» **Assignment**
Only the lines from the "Task: for the greenhouse-bench survey, tag the cow's black" line through the last line of the material below belong in the answer, reproduced exactly and with no pictures.
Exercise material: Begin
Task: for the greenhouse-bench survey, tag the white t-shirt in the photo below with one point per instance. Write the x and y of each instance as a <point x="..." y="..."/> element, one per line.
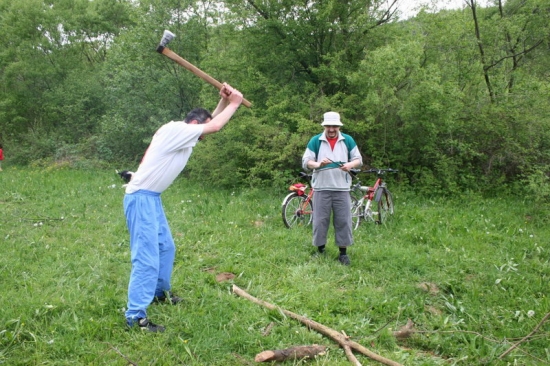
<point x="165" y="157"/>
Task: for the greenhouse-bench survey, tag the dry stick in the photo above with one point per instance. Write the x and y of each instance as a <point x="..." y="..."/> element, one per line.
<point x="339" y="338"/>
<point x="526" y="337"/>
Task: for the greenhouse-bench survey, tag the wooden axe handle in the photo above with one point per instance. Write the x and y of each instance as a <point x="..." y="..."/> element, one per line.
<point x="195" y="70"/>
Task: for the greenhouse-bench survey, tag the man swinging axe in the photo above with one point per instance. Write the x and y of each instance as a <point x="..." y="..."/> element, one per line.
<point x="152" y="248"/>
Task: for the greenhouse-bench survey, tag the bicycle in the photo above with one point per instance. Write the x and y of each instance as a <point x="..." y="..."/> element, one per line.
<point x="377" y="195"/>
<point x="297" y="207"/>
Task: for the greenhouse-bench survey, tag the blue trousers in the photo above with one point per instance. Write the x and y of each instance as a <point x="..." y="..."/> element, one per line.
<point x="152" y="251"/>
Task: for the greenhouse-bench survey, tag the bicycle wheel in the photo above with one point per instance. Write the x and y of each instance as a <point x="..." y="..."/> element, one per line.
<point x="297" y="210"/>
<point x="368" y="214"/>
<point x="356" y="212"/>
<point x="385" y="206"/>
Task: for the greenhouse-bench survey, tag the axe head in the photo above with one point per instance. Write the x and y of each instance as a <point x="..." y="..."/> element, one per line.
<point x="166" y="38"/>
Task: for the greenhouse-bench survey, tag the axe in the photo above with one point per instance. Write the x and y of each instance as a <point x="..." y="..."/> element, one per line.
<point x="166" y="38"/>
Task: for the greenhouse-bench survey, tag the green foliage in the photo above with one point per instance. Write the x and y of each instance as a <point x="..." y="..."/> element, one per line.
<point x="471" y="274"/>
<point x="452" y="109"/>
<point x="236" y="156"/>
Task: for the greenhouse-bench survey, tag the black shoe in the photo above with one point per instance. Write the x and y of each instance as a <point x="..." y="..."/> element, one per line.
<point x="344" y="259"/>
<point x="171" y="298"/>
<point x="318" y="255"/>
<point x="147" y="325"/>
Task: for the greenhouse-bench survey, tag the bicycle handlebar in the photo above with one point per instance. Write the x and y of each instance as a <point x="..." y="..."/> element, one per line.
<point x="376" y="170"/>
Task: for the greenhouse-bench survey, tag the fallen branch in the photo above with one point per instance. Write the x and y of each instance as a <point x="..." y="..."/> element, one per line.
<point x="526" y="337"/>
<point x="342" y="340"/>
<point x="293" y="353"/>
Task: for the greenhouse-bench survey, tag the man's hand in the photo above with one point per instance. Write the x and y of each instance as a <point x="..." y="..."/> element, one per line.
<point x="348" y="166"/>
<point x="230" y="94"/>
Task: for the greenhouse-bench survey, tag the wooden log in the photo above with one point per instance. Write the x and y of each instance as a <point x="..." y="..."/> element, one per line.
<point x="292" y="353"/>
<point x="342" y="340"/>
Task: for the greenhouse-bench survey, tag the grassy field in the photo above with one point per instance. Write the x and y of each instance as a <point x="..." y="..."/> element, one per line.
<point x="471" y="273"/>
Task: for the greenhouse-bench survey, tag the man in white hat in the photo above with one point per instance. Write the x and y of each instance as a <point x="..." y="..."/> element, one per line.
<point x="331" y="155"/>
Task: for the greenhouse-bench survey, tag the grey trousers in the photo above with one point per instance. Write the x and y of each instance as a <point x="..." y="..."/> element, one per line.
<point x="338" y="203"/>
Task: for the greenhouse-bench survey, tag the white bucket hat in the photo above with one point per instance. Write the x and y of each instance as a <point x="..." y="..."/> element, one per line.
<point x="331" y="119"/>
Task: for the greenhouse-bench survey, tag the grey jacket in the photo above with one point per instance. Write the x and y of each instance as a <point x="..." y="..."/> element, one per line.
<point x="330" y="177"/>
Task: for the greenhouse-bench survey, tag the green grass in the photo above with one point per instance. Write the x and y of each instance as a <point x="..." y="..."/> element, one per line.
<point x="471" y="273"/>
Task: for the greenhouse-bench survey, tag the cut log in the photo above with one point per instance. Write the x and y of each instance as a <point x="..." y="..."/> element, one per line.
<point x="292" y="353"/>
<point x="342" y="340"/>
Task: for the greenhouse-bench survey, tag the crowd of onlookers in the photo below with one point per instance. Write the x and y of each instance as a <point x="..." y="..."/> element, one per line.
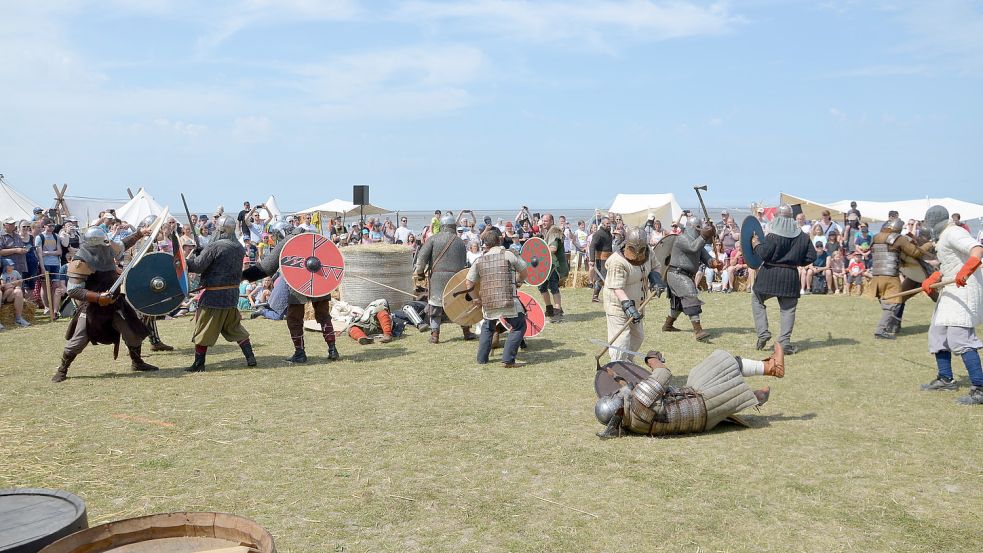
<point x="29" y="249"/>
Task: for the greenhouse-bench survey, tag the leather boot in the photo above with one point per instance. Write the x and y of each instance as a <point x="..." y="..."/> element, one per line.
<point x="62" y="373"/>
<point x="160" y="346"/>
<point x="136" y="362"/>
<point x="199" y="364"/>
<point x="667" y="326"/>
<point x="775" y="365"/>
<point x="333" y="354"/>
<point x="247" y="351"/>
<point x="299" y="356"/>
<point x="700" y="334"/>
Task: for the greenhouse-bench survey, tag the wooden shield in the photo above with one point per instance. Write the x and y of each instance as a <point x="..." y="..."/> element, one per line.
<point x="312" y="265"/>
<point x="535" y="316"/>
<point x="661" y="252"/>
<point x="605" y="384"/>
<point x="458" y="304"/>
<point x="152" y="287"/>
<point x="751" y="227"/>
<point x="536" y="248"/>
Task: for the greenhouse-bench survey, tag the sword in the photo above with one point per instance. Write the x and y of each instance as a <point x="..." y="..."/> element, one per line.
<point x="616" y="348"/>
<point x="187" y="211"/>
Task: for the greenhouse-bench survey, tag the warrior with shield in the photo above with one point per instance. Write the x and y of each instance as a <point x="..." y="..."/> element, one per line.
<point x="627" y="280"/>
<point x="285" y="298"/>
<point x="634" y="400"/>
<point x="688" y="252"/>
<point x="960" y="307"/>
<point x="784" y="249"/>
<point x="104" y="317"/>
<point x="892" y="252"/>
<point x="441" y="256"/>
<point x="220" y="266"/>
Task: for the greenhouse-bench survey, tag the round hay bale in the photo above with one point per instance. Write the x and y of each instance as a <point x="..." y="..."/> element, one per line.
<point x="389" y="265"/>
<point x="31" y="518"/>
<point x="171" y="532"/>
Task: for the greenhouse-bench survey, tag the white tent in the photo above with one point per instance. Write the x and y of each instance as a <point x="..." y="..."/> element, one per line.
<point x="14" y="204"/>
<point x="138" y="208"/>
<point x="635" y="208"/>
<point x="334" y="208"/>
<point x="912" y="209"/>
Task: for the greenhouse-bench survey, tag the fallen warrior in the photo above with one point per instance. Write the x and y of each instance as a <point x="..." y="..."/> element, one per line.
<point x="715" y="390"/>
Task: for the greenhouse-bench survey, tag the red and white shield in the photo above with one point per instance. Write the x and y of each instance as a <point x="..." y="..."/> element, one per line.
<point x="312" y="265"/>
<point x="536" y="248"/>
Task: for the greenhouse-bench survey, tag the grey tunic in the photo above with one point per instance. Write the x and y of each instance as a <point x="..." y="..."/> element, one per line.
<point x="219" y="264"/>
<point x="442" y="267"/>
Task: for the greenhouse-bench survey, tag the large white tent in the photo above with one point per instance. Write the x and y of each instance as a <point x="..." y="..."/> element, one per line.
<point x="140" y="207"/>
<point x="911" y="209"/>
<point x="14" y="204"/>
<point x="635" y="208"/>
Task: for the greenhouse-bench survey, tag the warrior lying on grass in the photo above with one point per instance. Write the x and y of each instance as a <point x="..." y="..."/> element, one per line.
<point x="715" y="390"/>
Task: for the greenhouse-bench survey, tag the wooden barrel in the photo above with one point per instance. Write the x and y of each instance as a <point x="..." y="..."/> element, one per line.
<point x="390" y="266"/>
<point x="170" y="533"/>
<point x="31" y="518"/>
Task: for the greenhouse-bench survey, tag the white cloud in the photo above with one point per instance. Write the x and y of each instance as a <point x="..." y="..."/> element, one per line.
<point x="595" y="21"/>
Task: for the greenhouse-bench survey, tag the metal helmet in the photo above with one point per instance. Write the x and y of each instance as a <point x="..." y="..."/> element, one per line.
<point x="95" y="236"/>
<point x="607" y="407"/>
<point x="936" y="219"/>
<point x="225" y="227"/>
<point x="635" y="246"/>
<point x="281" y="230"/>
<point x="892" y="226"/>
<point x="147" y="222"/>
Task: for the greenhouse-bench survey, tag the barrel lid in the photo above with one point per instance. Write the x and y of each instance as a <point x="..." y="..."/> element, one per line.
<point x="31" y="518"/>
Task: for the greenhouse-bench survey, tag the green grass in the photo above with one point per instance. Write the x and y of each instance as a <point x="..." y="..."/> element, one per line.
<point x="414" y="447"/>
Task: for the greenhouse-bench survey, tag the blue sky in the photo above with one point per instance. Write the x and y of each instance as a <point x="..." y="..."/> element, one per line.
<point x="492" y="103"/>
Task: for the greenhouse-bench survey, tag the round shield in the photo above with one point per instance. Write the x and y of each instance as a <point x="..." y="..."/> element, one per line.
<point x="536" y="249"/>
<point x="311" y="264"/>
<point x="535" y="316"/>
<point x="605" y="384"/>
<point x="661" y="253"/>
<point x="151" y="286"/>
<point x="458" y="300"/>
<point x="751" y="227"/>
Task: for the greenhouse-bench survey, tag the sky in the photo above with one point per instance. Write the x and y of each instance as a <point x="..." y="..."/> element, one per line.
<point x="492" y="103"/>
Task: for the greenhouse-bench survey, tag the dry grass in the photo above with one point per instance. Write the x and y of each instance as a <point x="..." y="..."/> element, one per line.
<point x="414" y="447"/>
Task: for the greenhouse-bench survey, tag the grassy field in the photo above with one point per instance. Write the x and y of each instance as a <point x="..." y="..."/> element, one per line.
<point x="415" y="447"/>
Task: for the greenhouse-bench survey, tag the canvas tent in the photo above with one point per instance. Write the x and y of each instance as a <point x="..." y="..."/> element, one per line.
<point x="912" y="209"/>
<point x="14" y="204"/>
<point x="635" y="208"/>
<point x="137" y="209"/>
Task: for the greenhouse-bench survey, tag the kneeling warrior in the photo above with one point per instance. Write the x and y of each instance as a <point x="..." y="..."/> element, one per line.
<point x="715" y="390"/>
<point x="890" y="250"/>
<point x="105" y="317"/>
<point x="960" y="306"/>
<point x="688" y="253"/>
<point x="220" y="265"/>
<point x="285" y="298"/>
<point x="624" y="289"/>
<point x="442" y="256"/>
<point x="361" y="324"/>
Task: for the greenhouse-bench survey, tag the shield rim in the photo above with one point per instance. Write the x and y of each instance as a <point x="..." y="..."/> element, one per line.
<point x="601" y="377"/>
<point x="473" y="314"/>
<point x="526" y="247"/>
<point x="663" y="266"/>
<point x="165" y="304"/>
<point x="314" y="246"/>
<point x="144" y="248"/>
<point x="751" y="226"/>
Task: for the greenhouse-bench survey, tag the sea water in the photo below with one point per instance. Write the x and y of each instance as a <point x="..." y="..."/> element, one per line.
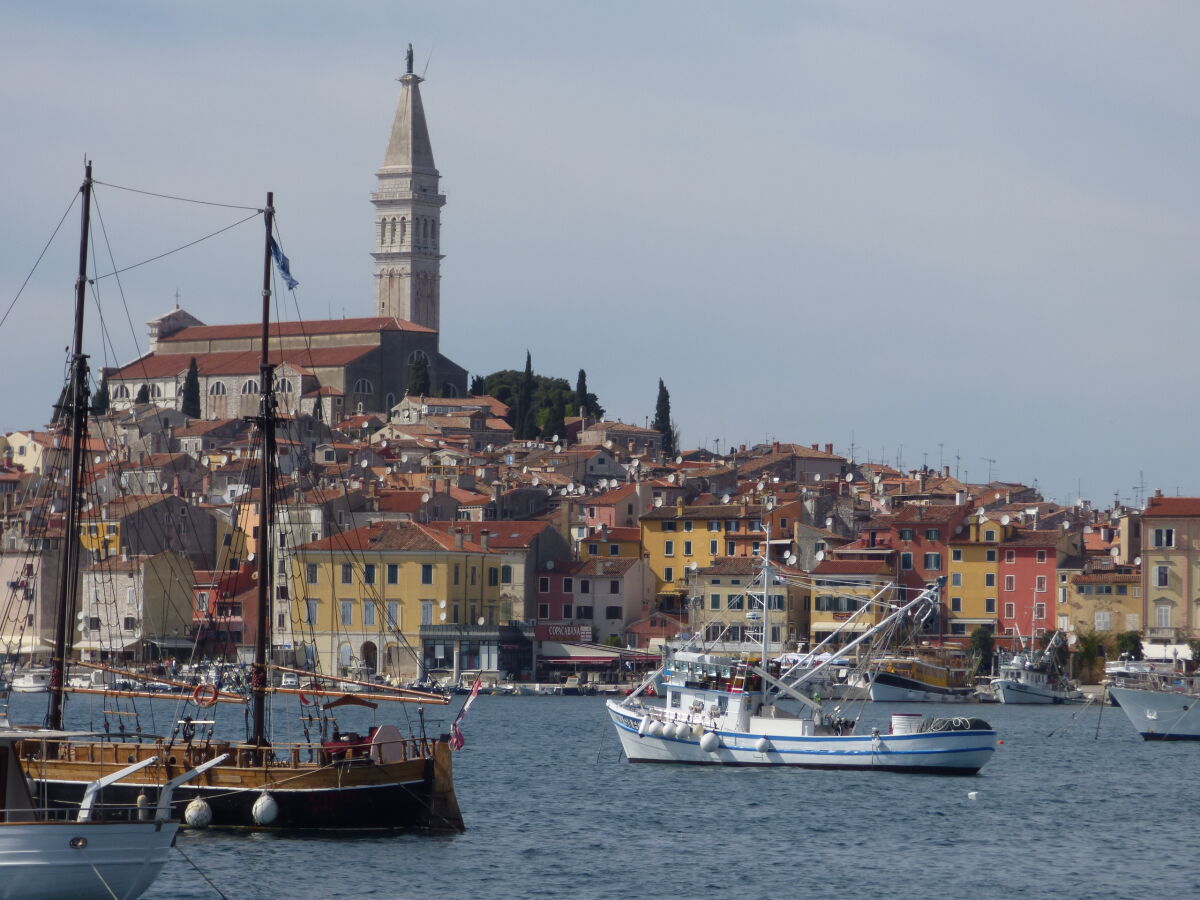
<point x="1073" y="803"/>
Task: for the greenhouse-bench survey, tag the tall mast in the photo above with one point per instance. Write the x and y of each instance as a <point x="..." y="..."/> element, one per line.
<point x="77" y="405"/>
<point x="265" y="421"/>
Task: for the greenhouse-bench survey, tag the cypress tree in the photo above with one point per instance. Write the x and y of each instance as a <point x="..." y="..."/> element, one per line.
<point x="663" y="420"/>
<point x="190" y="401"/>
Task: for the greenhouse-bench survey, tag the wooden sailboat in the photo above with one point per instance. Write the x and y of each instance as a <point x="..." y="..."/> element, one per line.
<point x="378" y="780"/>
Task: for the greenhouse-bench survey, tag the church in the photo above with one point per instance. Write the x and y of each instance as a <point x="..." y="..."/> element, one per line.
<point x="345" y="366"/>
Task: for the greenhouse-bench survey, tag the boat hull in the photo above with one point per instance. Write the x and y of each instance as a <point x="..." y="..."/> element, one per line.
<point x="352" y="793"/>
<point x="888" y="688"/>
<point x="1161" y="715"/>
<point x="952" y="753"/>
<point x="39" y="863"/>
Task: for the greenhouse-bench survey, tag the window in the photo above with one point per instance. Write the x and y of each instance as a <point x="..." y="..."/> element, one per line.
<point x="1164" y="538"/>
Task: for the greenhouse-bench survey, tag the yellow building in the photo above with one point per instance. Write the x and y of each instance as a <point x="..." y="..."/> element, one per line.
<point x="360" y="598"/>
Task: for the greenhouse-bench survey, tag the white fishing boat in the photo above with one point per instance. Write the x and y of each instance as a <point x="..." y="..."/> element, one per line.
<point x="1162" y="705"/>
<point x="723" y="711"/>
<point x="1036" y="678"/>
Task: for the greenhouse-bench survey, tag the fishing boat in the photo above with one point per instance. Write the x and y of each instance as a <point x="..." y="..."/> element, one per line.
<point x="1036" y="678"/>
<point x="381" y="779"/>
<point x="724" y="711"/>
<point x="1161" y="702"/>
<point x="921" y="678"/>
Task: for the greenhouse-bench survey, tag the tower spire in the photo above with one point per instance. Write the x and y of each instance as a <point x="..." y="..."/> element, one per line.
<point x="408" y="214"/>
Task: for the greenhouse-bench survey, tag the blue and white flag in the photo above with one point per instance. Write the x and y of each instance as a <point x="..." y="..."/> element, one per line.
<point x="281" y="262"/>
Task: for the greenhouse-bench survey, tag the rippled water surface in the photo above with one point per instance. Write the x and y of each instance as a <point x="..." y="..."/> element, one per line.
<point x="1073" y="804"/>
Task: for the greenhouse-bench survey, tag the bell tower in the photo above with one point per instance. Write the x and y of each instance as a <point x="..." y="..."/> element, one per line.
<point x="408" y="215"/>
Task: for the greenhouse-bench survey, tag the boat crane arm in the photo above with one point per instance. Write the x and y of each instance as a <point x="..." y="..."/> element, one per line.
<point x="927" y="597"/>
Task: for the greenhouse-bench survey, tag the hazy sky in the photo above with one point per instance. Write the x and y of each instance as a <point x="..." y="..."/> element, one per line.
<point x="939" y="231"/>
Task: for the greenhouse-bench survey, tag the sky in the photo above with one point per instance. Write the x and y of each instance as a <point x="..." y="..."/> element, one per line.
<point x="928" y="233"/>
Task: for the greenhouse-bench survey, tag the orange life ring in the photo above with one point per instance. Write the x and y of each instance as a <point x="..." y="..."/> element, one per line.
<point x="205" y="695"/>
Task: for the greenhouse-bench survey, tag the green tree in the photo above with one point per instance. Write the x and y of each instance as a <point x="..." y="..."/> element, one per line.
<point x="663" y="423"/>
<point x="190" y="401"/>
<point x="419" y="376"/>
<point x="1128" y="643"/>
<point x="1089" y="648"/>
<point x="983" y="648"/>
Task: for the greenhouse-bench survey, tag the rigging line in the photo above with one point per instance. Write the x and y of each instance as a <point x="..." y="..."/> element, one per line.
<point x="177" y="250"/>
<point x="39" y="261"/>
<point x="172" y="197"/>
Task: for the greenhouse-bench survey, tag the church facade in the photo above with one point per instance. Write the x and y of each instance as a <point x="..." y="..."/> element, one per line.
<point x="345" y="366"/>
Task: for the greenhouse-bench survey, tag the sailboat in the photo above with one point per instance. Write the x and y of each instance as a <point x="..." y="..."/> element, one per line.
<point x="89" y="851"/>
<point x="382" y="779"/>
<point x="724" y="711"/>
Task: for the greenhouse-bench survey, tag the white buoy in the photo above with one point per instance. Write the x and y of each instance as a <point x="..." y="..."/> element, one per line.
<point x="265" y="810"/>
<point x="198" y="814"/>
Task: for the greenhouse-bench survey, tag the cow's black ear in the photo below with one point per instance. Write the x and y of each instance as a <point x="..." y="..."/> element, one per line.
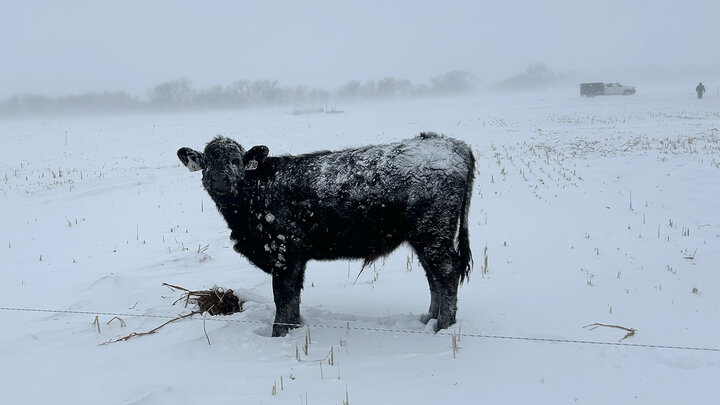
<point x="192" y="159"/>
<point x="255" y="156"/>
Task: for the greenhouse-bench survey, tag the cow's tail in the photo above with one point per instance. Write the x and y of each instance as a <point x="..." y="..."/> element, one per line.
<point x="465" y="255"/>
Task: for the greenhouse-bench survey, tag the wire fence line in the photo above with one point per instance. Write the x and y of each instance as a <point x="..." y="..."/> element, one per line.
Exercise material: End
» **Answer space**
Task: for the greenhouse-bench survey, tag the cow's black ear in the photo below with one point per instance. Write the x and y of each instance as a <point x="..." y="..."/> element, one per line.
<point x="192" y="159"/>
<point x="255" y="156"/>
Task: for the greenhouse-bench survey, tag the cow's tail in the photo above with one point per instance. Write the x and y of each instance as a <point x="..." y="..."/> element, one per line.
<point x="465" y="255"/>
Task: for the greenhouse-bench survey, tag the wire fence line in the photo above with one point per instance. Write the x and y of each instance as a <point x="..." y="..."/> element, one per line.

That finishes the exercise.